By Rebecca Bulnes
By Lee Zimmerman
By Rebecca Bulnes
By S. Pajot
By S. Pajot, Liz Tracy, Kat Bein, & Sean Levisman
By Kat Bein
By Ashley Rogers
It must be nice to be able to kick back, relax, and recount glorious and memorable moments from a world-circling, who's-who-filling, three-decade-long spin around popular music's inner circles. So Master Henry Gibson does.
That screamy noise on Donny Hathaway's "The Ghetto," that was little baby Lalah Hathaway...Curtis Mayfield is hanging in there, spoke to him a few weeks ago, he's in a wheelchair, which is an improvement, his voice is stronger now...you should hear my jams with Oscar Peterson and Stan Getz, but those albums are impossible to find these days...

* Data segment:

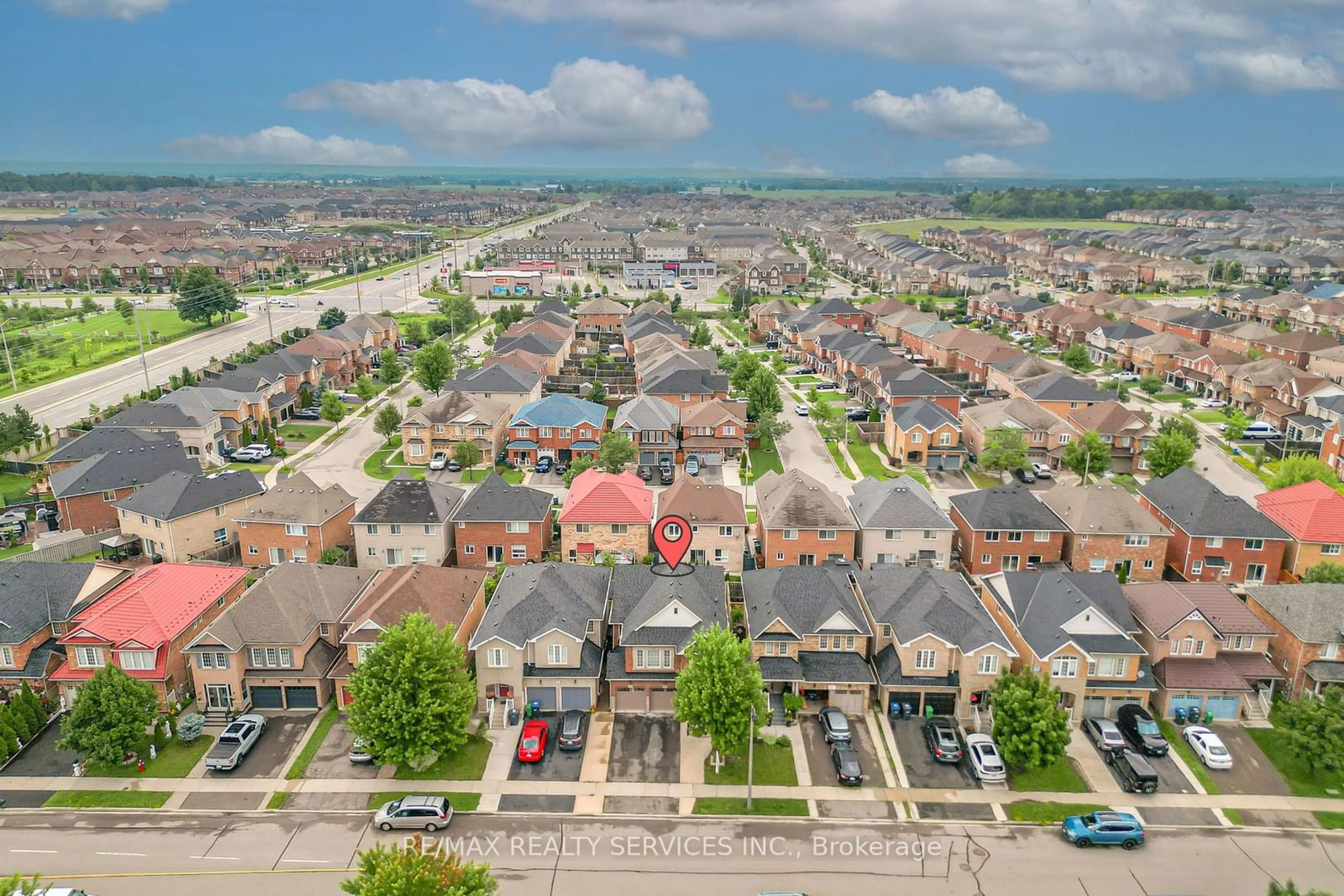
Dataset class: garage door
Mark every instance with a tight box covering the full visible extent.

* Task statement:
In the piece above about Master Henry Gibson, whose voice is the screamy noise on Donny Hathaway's "The Ghetto"?

* Reply to the task:
Little baby Lalah Hathaway's